Point annotation records

· · · · ·

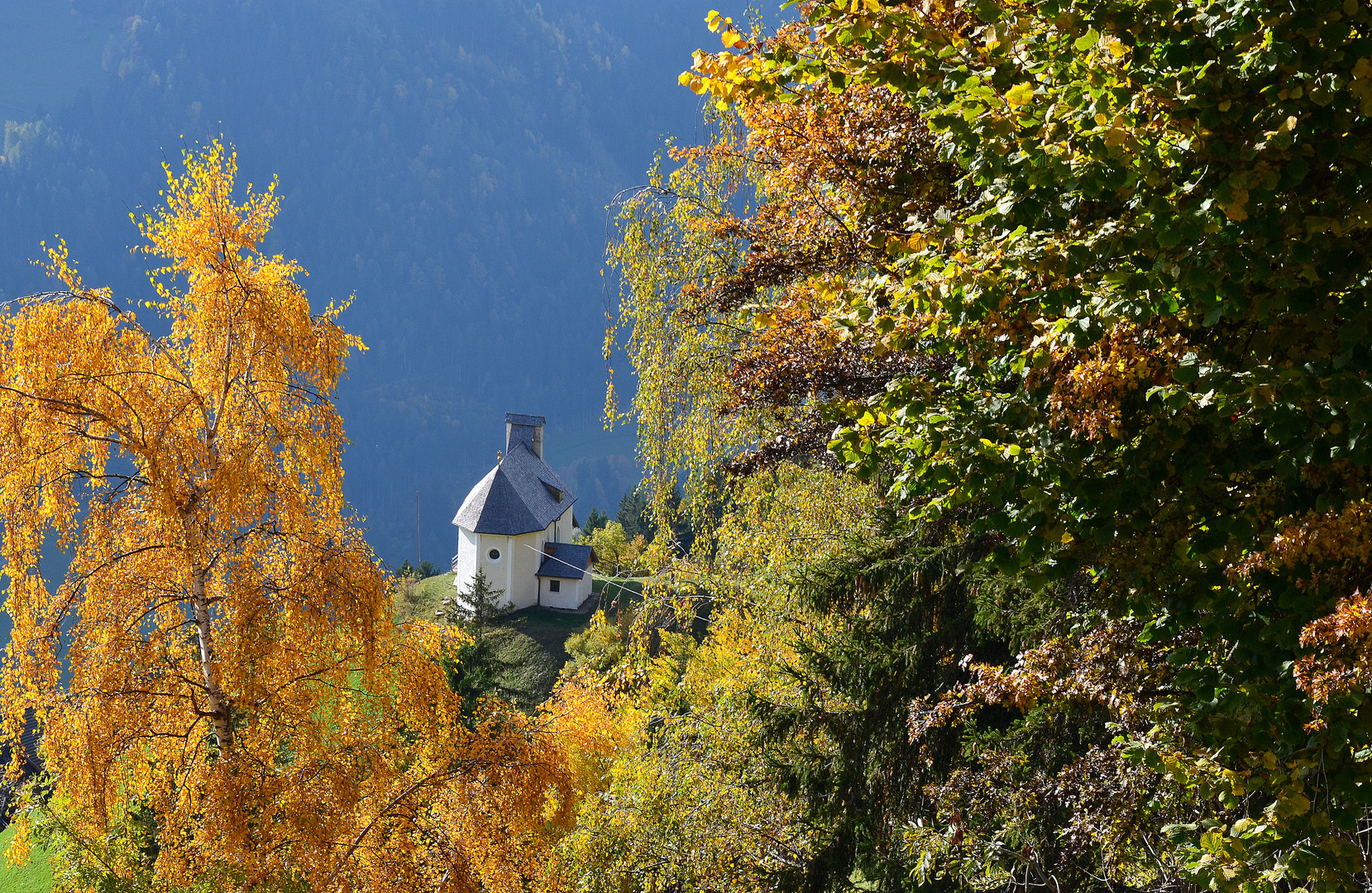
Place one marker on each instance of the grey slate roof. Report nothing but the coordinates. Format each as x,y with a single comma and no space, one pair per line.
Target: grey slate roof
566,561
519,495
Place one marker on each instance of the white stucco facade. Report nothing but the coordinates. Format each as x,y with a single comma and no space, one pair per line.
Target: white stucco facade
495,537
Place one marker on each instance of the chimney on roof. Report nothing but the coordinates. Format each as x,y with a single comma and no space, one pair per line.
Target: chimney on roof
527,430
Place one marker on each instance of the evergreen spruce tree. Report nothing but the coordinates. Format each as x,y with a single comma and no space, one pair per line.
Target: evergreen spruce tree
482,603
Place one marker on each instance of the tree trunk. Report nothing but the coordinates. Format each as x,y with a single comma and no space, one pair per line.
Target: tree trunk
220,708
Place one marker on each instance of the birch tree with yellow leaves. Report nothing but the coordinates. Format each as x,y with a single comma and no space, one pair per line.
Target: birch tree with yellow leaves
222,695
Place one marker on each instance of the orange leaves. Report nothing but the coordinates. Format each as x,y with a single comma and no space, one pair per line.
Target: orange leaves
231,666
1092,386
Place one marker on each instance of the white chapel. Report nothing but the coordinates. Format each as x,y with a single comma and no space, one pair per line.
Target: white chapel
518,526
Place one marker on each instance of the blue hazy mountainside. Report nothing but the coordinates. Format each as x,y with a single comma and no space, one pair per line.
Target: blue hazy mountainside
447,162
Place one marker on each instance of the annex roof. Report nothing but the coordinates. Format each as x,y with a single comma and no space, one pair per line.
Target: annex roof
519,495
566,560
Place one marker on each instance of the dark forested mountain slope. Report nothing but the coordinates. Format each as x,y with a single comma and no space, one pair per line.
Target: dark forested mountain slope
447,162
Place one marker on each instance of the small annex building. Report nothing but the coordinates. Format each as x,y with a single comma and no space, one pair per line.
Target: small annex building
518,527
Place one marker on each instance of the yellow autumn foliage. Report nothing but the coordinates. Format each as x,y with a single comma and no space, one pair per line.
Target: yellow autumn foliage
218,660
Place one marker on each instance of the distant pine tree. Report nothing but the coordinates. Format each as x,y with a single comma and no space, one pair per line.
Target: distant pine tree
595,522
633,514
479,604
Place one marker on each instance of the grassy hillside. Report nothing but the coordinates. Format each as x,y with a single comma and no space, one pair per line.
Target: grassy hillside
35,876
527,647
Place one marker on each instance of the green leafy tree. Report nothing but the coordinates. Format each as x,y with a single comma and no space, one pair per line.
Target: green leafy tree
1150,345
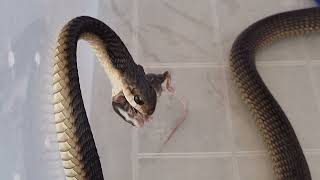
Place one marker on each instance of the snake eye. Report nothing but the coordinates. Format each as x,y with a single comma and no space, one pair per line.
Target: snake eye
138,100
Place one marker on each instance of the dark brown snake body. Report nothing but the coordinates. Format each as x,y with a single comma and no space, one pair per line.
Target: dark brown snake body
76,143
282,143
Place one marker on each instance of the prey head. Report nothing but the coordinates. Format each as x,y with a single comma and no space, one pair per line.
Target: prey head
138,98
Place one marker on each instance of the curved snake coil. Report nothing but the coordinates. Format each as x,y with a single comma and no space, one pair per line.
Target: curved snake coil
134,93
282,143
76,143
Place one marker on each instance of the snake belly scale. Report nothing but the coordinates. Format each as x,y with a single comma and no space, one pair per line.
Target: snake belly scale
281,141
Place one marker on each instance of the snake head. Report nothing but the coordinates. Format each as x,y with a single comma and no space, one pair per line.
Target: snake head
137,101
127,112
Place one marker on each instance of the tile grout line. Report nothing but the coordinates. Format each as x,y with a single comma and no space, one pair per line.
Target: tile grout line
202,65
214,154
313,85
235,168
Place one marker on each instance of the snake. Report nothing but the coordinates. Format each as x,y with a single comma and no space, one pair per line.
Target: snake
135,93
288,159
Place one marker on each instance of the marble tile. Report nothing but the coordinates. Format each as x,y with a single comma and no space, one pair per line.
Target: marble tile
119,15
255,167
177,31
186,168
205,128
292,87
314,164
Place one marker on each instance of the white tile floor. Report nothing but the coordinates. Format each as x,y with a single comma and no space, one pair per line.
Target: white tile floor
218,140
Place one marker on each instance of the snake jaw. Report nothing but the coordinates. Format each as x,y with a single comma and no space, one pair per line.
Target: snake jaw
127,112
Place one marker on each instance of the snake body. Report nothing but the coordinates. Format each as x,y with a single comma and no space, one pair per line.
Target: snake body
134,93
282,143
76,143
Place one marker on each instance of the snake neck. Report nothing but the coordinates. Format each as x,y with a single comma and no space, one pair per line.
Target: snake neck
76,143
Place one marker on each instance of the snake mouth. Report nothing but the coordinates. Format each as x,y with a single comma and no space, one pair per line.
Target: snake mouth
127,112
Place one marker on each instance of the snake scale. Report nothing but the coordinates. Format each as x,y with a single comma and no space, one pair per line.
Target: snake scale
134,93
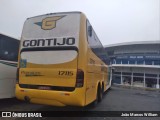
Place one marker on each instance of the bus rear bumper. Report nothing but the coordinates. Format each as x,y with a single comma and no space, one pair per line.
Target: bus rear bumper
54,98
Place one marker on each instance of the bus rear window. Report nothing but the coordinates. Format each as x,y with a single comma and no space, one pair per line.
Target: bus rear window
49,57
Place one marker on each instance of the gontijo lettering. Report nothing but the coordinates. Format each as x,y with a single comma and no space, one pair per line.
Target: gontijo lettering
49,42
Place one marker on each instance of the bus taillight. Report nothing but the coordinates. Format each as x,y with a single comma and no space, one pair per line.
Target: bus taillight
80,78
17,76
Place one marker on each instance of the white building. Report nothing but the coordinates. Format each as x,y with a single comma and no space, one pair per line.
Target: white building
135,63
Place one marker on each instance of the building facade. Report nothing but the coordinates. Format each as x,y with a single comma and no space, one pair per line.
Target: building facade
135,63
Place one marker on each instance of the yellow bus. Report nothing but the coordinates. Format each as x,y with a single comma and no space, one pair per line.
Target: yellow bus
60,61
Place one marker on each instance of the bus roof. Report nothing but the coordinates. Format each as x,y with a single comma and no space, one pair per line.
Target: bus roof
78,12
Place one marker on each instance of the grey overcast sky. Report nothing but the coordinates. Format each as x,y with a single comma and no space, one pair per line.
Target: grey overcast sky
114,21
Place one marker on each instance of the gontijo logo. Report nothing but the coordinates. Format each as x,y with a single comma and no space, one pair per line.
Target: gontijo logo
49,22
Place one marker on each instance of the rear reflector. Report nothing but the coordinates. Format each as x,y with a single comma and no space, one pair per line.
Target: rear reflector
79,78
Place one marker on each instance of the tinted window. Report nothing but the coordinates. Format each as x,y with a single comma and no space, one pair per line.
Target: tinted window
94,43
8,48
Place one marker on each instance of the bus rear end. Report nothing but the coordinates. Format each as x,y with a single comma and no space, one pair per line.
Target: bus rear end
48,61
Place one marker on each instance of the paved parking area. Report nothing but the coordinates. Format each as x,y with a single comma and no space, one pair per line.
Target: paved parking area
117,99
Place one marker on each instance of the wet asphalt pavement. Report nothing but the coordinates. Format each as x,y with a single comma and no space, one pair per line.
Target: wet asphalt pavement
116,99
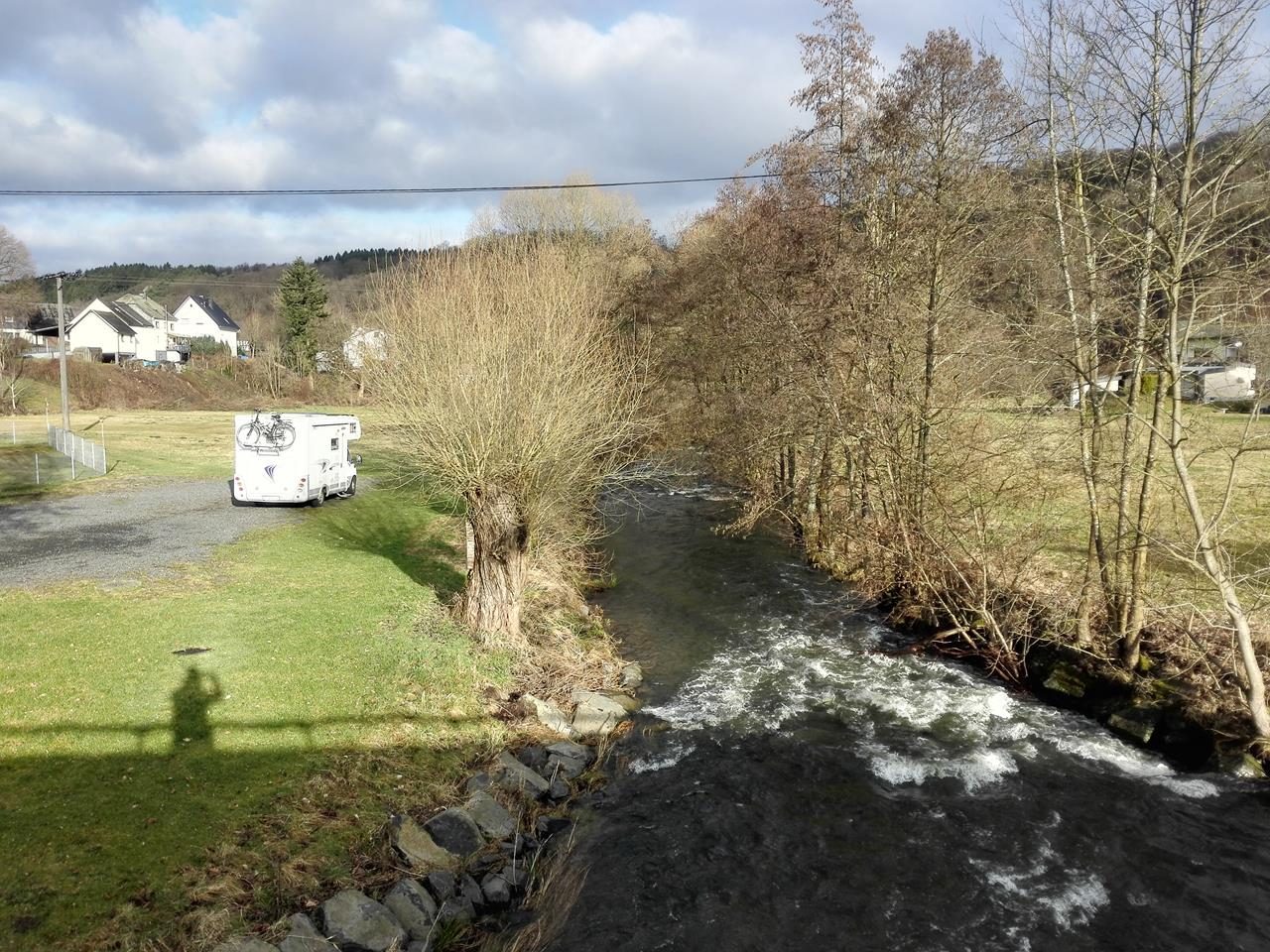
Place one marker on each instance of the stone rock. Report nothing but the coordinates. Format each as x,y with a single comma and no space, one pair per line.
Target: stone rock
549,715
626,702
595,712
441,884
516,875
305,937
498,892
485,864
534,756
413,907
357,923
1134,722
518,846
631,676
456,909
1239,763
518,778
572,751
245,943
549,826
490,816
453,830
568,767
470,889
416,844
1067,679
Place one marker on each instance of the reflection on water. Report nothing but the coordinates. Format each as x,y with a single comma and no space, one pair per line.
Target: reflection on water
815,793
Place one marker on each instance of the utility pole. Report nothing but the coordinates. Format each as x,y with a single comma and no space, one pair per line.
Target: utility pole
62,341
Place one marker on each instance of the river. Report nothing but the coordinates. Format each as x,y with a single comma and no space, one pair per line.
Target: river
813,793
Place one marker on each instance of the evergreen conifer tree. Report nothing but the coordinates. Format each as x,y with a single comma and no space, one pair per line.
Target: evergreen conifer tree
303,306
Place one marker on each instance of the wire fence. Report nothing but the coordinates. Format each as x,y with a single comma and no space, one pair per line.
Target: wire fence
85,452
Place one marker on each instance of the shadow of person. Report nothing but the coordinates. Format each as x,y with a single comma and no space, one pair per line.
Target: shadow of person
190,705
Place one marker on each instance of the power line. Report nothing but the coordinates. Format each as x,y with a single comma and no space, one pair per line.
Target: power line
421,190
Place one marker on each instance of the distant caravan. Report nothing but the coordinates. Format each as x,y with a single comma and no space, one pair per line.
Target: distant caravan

· · · · ·

The request
Begin with the line that contains "Place one marker on each instance of the evergreen conifer" and end with the last line of the records; set down every line in that span exactly, and nothing else.

Response
Place one marker on each instance of the evergreen conifer tree. Report nothing but the coordinates. Format each as x,y with a single comma and no space, one pair per line.
Target: evergreen conifer tree
303,306
Place one marker on each instance of the wire fence. Report nothing but the coordinates. Format each as x,y with a single comma and no space, one pair per line.
Target: wire fence
85,452
Place one marker on each instance of the shadow of person. Report nothing but the coordinates. Format each as x,y with a single comma and no space, one pair per line.
Target: shadow of person
190,705
Place one marker on each instance of the power line. Report nothing but the coordinates. Format each as x,y with a single comma and no space, one pair per line.
Target: power line
421,190
Place one marker on each instance of the distant caravan. Report nothing but the coordinates. Format each as x,y with a single comma and no space, one pair per line.
Target: distant caravan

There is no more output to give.